▶ WORK TO DO:
Please pull out every line of the records that contains the word "hillside".
-------------------------
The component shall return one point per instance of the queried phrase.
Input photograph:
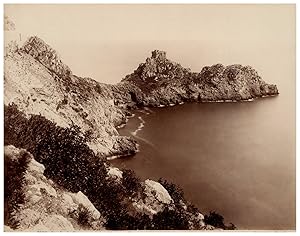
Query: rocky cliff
(57, 102)
(161, 82)
(38, 82)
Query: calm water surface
(235, 158)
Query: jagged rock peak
(46, 55)
(157, 54)
(8, 24)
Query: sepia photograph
(149, 117)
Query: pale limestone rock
(115, 172)
(35, 166)
(80, 198)
(160, 193)
(29, 217)
(52, 223)
(42, 187)
(7, 229)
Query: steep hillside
(37, 81)
(66, 127)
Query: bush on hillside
(217, 221)
(14, 171)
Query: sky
(106, 42)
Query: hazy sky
(106, 42)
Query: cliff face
(160, 81)
(48, 207)
(38, 82)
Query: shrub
(84, 216)
(217, 221)
(14, 171)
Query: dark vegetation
(73, 165)
(217, 221)
(83, 216)
(14, 170)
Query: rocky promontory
(60, 129)
(161, 82)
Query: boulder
(158, 191)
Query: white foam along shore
(121, 156)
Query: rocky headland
(66, 126)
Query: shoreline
(146, 108)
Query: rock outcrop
(161, 82)
(9, 25)
(46, 55)
(47, 206)
(38, 82)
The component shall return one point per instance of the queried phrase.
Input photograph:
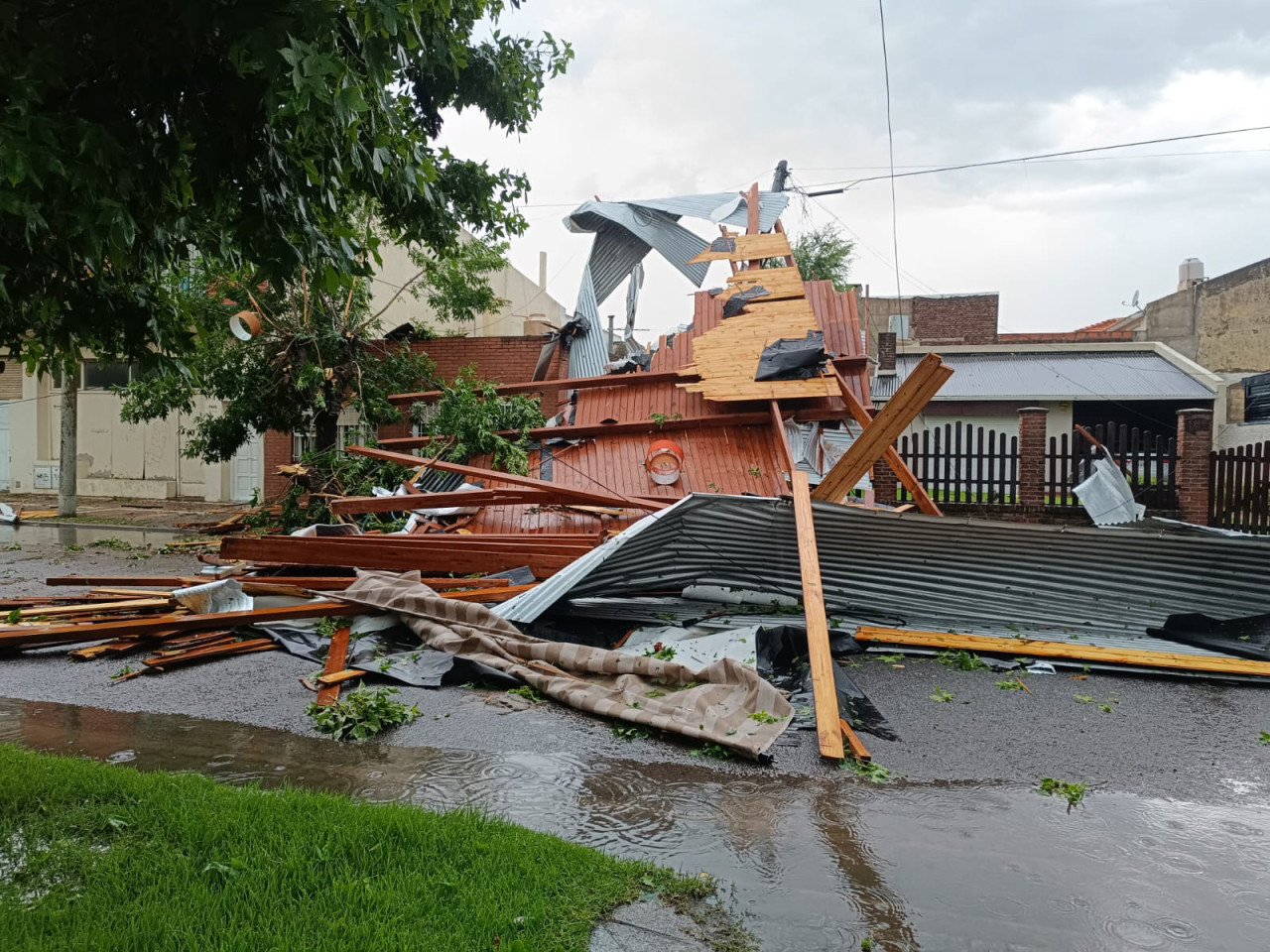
-------------------------
▶ SOLVED EXERCISE:
Query: steep hillside
Query: bush on hillside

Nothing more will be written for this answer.